The African Union (AU) and Johnson & Johnson have signed a historic COVID-19 vaccine procurement agreement for 400 million doses of the single-shot vaccine.
According to a statement yesterday, the vaccine procurement agreement signed on Sunday, was expected to allow all AU member-states, through the African Vaccine Acquisition Trust (AVAT) set up in November 2020 under the chairmanship of President of South Africa, Cyril Ramaphosa, have access to 220 million doses of the Johnson & Johnson single-shot COVID-19 vaccine, with the potential to order an additional 180 million doses.
Most of the supplies would be produced at the giant pharmaceutical manufacturing plant in South Africa operated by Aspen Pharma.
The vaccines would be made available to African countries through the African Medical Supplies Platform (AMSP), over a period of 18 months.
The statement revealed that Ramaphosa was expected to tour the facilities of Aspen Pharma in Port Elizabeth yesterday, with Johnson & Johnson Executives to inspect preparations for the production of vaccines. The production of vaccines at the facility would be a massive boost for jobs in South Africa.
The transaction was made possible through the $2 billion facility approved by the African Export-Import Bank (Afreximbank), which also acted as Financial and Transaction Advisers, Guarantors, Installment Payment Advisers and Payment Agents.
“The successful conclusion of the Agreement was made possible by the support of the United Nations Economic Commission for Africa (ECA) and the United Nations International Children’s Emergency Fund (UNICEF), who supported the negotiation process with Johnson & Johnson. UNICEF is also acting as procurement and logistics agent.
“The AVATT was supported in terms of advice on various aspects by the World Health Organisation (WHO),” the statement added.
Prior to the conclusion of the agreement with Johnson & Johnson, African member-states were asked to make pre-orders for the vaccines and many countries showed strong preference for the vaccine. The countries would be able to purchase the vaccines either using cash, or a facility from Afreximbank. Most countries have already completed their pre-orders.
The statement pointed out that the direct acquisition of vaccines by the African countries through the AVATT initiative was part of the continental objective to achieve a minimum of 60 per cent immunisation of the African population, in order to eliminate COVID-19. This target was in line with targets set in other regions such as Europe and the United States.
The international donor community had pledged to provide 27 per cent through the COVAX Initiative (which is coordinated by Gavi, the Vaccine Alliance, the Coalition for Epidemic Preparedness Innovations (CEPI) and the WHO), whilst Africa must find the rest. AVATT and COVAX work very closely together.

== == ==

== INSTRUCTIONS TO FOLLOW ==
Please copy the vaccine agreement article from "The African Union" up to and including "180 million doses.", swapping "single-shot" for "one-dose".

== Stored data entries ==
== == ==

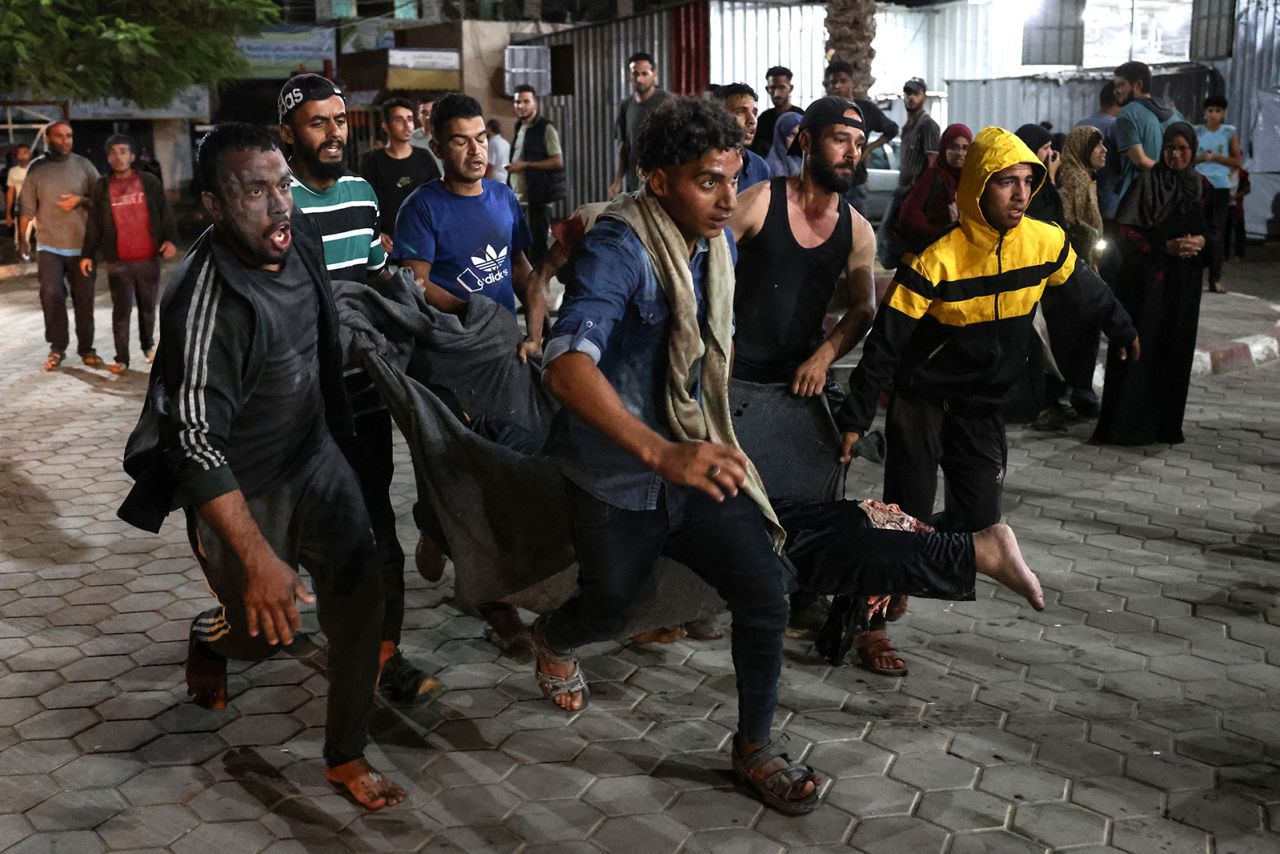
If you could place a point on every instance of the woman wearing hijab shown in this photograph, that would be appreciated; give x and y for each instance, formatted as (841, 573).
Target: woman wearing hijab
(781, 164)
(929, 206)
(1083, 156)
(1075, 351)
(1162, 234)
(1046, 205)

== == ==

== TASK ANSWER ==
The African Union (AU) and Johnson & Johnson have signed a historic COVID-19 vaccine procurement agreement for 400 million doses of the one-dose vaccine.
According to a statement yesterday, the vaccine procurement agreement signed on Sunday, was expected to allow all AU member-states, through the African Vaccine Acquisition Trust (AVAT) set up in November 2020 under the chairmanship of President of South Africa, Cyril Ramaphosa, have access to 220 million doses of the Johnson & Johnson one-dose COVID-19 vaccine, with the potential to order an additional 180 million doses.